Saved entries –
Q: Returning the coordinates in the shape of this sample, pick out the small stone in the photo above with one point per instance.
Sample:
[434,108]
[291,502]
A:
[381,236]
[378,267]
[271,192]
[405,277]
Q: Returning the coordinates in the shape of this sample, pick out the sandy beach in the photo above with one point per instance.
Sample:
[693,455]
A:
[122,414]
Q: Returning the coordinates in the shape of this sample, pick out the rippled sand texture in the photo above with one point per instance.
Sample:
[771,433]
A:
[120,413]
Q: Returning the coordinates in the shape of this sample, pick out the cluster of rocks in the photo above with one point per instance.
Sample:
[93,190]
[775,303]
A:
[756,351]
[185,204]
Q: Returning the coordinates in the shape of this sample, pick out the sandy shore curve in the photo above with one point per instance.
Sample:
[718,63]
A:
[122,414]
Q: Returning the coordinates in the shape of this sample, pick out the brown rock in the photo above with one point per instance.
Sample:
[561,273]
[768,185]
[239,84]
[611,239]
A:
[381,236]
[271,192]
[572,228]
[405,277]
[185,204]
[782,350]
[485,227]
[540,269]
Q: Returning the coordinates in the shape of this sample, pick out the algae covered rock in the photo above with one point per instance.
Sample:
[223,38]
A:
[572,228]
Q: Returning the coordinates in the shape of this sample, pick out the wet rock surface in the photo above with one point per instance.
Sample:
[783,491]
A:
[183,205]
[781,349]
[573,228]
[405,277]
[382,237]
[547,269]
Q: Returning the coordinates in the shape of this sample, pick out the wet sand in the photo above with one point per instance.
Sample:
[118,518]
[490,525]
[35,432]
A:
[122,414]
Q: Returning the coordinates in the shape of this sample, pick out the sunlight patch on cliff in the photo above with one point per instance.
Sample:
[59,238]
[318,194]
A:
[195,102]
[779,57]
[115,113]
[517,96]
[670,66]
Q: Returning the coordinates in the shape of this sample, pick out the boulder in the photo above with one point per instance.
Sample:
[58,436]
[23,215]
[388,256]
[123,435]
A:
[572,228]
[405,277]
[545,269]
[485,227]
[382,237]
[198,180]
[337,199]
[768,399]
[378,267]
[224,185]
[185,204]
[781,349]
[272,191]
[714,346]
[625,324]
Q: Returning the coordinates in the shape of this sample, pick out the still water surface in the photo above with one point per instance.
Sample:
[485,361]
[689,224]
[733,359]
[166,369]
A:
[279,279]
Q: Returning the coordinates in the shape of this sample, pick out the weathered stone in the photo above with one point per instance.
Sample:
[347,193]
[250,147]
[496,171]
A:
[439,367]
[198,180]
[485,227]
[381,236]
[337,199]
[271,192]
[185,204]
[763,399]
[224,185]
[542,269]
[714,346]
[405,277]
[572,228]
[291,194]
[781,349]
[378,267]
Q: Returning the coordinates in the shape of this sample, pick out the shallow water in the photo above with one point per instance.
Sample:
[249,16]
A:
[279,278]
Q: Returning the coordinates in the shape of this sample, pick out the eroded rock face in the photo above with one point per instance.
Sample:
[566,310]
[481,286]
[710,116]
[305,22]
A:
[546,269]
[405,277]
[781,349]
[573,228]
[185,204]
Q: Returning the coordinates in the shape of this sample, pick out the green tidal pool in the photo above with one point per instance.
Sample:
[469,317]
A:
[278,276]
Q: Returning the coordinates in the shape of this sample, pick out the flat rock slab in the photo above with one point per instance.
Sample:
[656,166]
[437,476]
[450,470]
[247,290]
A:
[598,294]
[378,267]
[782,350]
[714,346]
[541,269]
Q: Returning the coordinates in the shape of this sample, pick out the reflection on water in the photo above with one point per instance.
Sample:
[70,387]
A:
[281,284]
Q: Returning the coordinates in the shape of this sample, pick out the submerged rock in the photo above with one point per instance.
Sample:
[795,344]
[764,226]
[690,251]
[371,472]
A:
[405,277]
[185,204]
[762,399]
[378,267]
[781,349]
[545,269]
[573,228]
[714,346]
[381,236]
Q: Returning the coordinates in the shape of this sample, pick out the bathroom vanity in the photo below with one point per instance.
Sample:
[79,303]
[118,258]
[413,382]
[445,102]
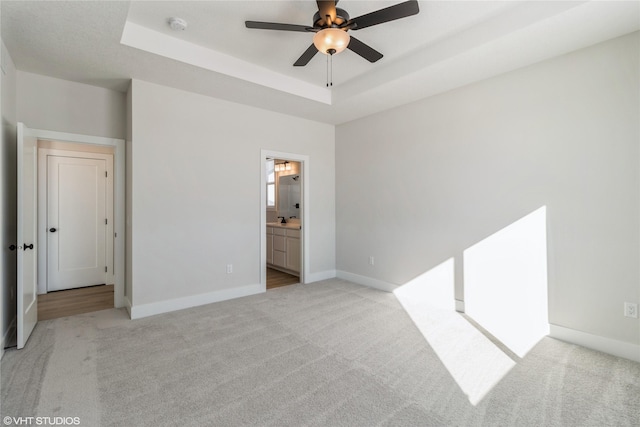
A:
[283,247]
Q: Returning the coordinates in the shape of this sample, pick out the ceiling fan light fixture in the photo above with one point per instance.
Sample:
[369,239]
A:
[331,40]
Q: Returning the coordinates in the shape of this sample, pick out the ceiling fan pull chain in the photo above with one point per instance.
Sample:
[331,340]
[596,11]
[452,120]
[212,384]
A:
[327,70]
[331,68]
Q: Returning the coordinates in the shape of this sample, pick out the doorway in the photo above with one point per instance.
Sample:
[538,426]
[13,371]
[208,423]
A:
[75,228]
[31,223]
[284,213]
[75,216]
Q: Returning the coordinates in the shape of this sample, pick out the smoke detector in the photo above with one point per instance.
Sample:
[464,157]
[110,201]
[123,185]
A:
[177,24]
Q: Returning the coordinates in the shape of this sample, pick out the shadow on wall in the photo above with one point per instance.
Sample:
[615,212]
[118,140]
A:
[505,293]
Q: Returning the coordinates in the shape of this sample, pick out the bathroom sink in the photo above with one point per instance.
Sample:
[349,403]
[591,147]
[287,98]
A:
[294,225]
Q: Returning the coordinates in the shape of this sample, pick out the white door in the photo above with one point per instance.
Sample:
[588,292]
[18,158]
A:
[76,223]
[27,310]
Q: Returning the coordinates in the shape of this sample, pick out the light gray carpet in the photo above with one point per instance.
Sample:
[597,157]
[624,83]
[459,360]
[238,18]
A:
[327,354]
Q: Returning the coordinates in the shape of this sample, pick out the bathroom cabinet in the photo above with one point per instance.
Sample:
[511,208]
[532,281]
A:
[283,248]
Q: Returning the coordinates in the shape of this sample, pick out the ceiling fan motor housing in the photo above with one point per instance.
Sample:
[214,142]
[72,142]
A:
[341,17]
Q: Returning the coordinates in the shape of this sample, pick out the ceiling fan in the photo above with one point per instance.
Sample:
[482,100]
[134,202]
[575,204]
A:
[331,25]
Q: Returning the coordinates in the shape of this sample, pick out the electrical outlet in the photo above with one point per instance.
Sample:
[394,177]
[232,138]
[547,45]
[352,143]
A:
[631,310]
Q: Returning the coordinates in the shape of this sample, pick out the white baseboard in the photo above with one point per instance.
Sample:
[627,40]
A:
[366,281]
[5,336]
[606,345]
[127,305]
[150,309]
[321,275]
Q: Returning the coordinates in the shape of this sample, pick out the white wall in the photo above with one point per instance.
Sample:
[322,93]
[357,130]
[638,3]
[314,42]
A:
[195,194]
[421,183]
[60,105]
[8,196]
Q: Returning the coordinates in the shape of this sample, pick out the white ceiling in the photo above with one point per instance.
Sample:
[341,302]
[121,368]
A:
[447,45]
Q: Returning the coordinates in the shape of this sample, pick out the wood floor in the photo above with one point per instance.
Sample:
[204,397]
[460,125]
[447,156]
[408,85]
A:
[85,300]
[276,279]
[74,301]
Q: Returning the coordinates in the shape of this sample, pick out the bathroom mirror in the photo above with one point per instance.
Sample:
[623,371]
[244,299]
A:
[289,196]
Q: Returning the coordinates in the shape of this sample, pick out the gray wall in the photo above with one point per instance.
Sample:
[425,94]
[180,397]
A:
[59,105]
[421,183]
[195,192]
[8,196]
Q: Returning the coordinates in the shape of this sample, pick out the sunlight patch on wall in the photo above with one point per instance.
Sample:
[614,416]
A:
[474,362]
[505,283]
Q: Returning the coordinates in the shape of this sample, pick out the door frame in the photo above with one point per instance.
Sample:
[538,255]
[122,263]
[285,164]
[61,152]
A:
[43,214]
[118,199]
[305,166]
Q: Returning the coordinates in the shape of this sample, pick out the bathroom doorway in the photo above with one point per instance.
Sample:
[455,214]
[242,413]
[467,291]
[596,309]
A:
[283,220]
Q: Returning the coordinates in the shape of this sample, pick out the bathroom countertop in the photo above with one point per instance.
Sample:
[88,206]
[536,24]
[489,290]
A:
[291,225]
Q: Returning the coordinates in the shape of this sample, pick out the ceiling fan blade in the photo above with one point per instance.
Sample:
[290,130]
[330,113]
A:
[306,56]
[277,26]
[326,8]
[391,13]
[364,50]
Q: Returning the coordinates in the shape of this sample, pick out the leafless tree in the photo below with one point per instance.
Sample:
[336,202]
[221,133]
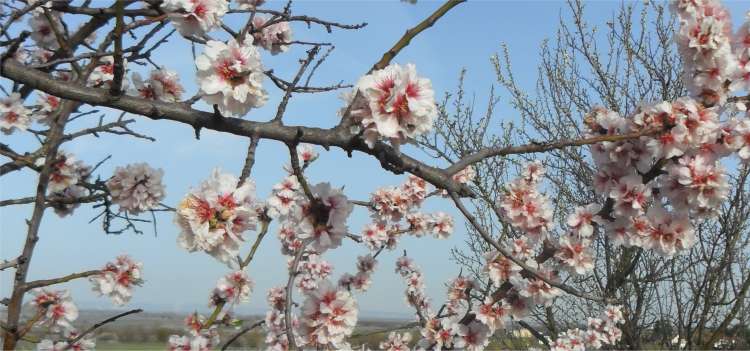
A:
[618,64]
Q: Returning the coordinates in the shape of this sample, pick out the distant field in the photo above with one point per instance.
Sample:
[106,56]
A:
[151,331]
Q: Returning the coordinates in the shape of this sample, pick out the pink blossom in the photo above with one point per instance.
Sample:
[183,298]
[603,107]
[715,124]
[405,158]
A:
[214,216]
[195,17]
[117,279]
[328,315]
[136,187]
[230,76]
[13,115]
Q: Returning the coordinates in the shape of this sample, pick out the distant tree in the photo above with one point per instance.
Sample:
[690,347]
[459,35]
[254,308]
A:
[618,200]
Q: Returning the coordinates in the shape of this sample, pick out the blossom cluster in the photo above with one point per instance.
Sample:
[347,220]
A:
[321,221]
[686,152]
[56,308]
[329,315]
[704,40]
[389,206]
[104,73]
[64,182]
[162,84]
[396,342]
[195,17]
[13,115]
[230,76]
[232,288]
[313,270]
[396,105]
[136,187]
[117,279]
[599,332]
[197,338]
[362,279]
[275,325]
[524,207]
[415,287]
[273,36]
[214,216]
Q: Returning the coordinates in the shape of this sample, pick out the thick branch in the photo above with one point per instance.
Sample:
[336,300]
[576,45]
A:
[47,282]
[390,159]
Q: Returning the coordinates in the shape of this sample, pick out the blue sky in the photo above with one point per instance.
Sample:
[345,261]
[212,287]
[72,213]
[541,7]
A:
[179,281]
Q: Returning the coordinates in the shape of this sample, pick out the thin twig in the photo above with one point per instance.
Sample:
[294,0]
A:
[241,333]
[98,325]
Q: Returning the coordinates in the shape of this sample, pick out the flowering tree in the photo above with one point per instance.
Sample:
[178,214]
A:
[701,293]
[655,170]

Exercise task –
Nothing but the lines from the one with "out the thick" through the last line should be repeated, each exactly as it stands.

In response –
Q: Returning the coordinates in the shape of this sample, pick out the thick branch in the photo above with one point per instance.
Sample:
[336,300]
[576,45]
A:
[47,282]
[390,159]
Q: Returning the coordinates in the shape of this sample, pick out the blue sky in the photo above with one point per instance.
Sample:
[345,261]
[212,287]
[72,213]
[541,7]
A:
[179,281]
Q: Returning the coordinates in the shape of this sample, pick out the thin twig in the photo above with one point per instance.
Sample:
[294,0]
A:
[241,333]
[98,325]
Q: Returning the coordinates in the shape of this sample, pick out the flowering tree in the photo above with one point per instance.
Sample:
[178,214]
A:
[701,293]
[655,170]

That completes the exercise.